> **Task to carry out**: Retype all of the entries precisely.

Stored data entries:
-- Opening Marker --
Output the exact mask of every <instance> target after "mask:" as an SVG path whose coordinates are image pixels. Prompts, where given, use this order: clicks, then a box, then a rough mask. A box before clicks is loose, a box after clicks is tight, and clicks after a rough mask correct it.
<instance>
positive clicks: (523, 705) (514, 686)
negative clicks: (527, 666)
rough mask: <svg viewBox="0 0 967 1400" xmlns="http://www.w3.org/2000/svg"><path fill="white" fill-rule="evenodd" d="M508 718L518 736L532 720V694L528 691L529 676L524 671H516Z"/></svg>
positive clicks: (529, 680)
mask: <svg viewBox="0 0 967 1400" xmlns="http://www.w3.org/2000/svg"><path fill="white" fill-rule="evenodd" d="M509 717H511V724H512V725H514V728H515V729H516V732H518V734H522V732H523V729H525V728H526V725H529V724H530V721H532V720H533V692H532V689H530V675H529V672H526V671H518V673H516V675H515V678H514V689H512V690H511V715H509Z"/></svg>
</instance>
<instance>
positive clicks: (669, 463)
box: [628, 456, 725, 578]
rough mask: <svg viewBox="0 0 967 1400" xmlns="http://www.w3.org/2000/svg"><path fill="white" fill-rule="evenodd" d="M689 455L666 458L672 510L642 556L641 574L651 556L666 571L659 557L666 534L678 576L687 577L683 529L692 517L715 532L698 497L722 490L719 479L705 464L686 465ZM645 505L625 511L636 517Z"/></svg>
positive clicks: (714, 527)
-- Closing Marker --
> **Answer space**:
Output the exact mask of every <instance> target after "mask:" as an SVG path whose coordinates are image pixels. Prompts, where given, use this order: clicks, then a box, then a rough mask. A box before clicks is loose, a box after clicks is tight, and clicks after a rough mask correct it.
<instance>
positive clicks: (523, 705) (514, 686)
negative clicks: (527, 666)
rough mask: <svg viewBox="0 0 967 1400" xmlns="http://www.w3.org/2000/svg"><path fill="white" fill-rule="evenodd" d="M508 718L518 736L532 720V694L528 691L529 676L524 671H516Z"/></svg>
positive clicks: (529, 680)
mask: <svg viewBox="0 0 967 1400" xmlns="http://www.w3.org/2000/svg"><path fill="white" fill-rule="evenodd" d="M509 717H511V724H512V725H514V728H515V729H516V732H518V734H522V732H523V729H525V728H526V725H529V724H530V721H532V720H533V692H532V689H530V675H529V672H526V671H518V673H516V675H515V678H514V689H512V690H511V715H509Z"/></svg>
</instance>
<instance>
positive clicks: (669, 463)
box: [628, 456, 725, 578]
rough mask: <svg viewBox="0 0 967 1400" xmlns="http://www.w3.org/2000/svg"><path fill="white" fill-rule="evenodd" d="M689 455L666 458L672 510L642 556L641 574L651 556L666 571L659 557L666 534L678 576L687 577L683 529L692 517L715 532L698 497L722 490L719 479L705 464L686 465ZM645 505L625 511L636 517Z"/></svg>
positive clicks: (714, 527)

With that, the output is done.